### Required action 1:
Answer these questions about the passage on the Gerald Horne interview, each in a few words:
(a) What does Horne call "the calling card of the North Atlantic countries for centuries now"?
(b) At roughly what time does the interview with Gerald Horne begin?
(c) What article did Charisse Burden-Stelly write for Monthly Review?
### Required action 2:
Resume the passage on the Gerald Horne interview, writing on from its final sentence.
***** Passage to read
Horne begins the interview by identifying the current challenges to the fortitude of U.S. imperialism, and its “drastic geostrategic miscalculation” on the part of the upholders of capitalism, which “is also jeopardizing…the calling card of the North Atlantic countries for centuries now” — that is, “white supremacy itself.”

Dr. CBS and Dr. Layla Browne’s interview with Gerald Horne starts around 1:01:20. You can watch it below or at the RemiX Morning Show

Charisse Burden-Stelly co-authored, with Horne, W. E. B. Du Bois: A Life in American History and not so long ago wrote the article “Modern U.S. Racial Capitalism,” for Monthly Review.
**********
***** Record set
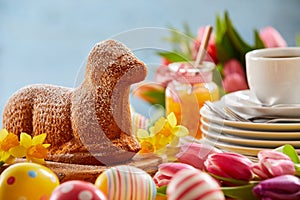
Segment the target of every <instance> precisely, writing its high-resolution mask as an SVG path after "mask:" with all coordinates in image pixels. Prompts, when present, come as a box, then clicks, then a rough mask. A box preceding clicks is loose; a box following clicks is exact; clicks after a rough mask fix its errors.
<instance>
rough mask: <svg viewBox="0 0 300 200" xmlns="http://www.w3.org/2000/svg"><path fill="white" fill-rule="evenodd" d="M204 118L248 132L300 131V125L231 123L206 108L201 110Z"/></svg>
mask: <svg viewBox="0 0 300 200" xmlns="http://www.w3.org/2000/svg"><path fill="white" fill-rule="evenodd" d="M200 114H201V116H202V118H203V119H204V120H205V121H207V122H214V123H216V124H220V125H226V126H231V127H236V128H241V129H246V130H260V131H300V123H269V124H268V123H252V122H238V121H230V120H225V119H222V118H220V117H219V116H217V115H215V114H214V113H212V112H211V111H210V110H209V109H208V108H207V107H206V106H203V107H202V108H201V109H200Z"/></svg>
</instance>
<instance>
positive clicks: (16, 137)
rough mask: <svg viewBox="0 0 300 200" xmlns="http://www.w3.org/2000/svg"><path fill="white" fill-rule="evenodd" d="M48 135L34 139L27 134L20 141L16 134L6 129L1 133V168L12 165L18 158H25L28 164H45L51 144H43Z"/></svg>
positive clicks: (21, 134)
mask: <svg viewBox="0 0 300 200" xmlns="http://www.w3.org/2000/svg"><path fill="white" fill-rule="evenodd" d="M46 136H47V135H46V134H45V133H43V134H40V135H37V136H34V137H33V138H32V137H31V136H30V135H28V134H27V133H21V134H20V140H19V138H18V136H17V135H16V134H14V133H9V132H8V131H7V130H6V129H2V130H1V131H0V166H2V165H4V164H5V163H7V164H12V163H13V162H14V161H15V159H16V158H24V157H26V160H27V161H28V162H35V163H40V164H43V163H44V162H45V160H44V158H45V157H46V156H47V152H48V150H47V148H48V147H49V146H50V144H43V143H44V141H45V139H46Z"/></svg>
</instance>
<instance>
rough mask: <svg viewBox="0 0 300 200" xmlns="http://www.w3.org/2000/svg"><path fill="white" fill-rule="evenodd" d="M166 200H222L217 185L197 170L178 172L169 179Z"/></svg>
**********
### Exercise result 1:
(a) White supremacy itself
(b) Around 1:01:20
(c) "Modern U.S. Racial Capitalism"

### Exercise result 2:
Gerald Horne is author of The Dawning of the Apocalypse: The Roots of Slavery, White Supremacy, Settler Colonialism, and Capitalism in the Long Sixteenth Century, The Apocalypse of Settler Colonialism: The Roots of Slavery, White Supremacy, and Capitalism in Seventeenth-Century North America and the Caribbean, Jazz and Justice: Racism and the Political Economy of the Music, and Confronting Black Jacobins: The United States, the Haitian Revolution, and the Origins of the Dominican Republic, all published by Monthly Review Press.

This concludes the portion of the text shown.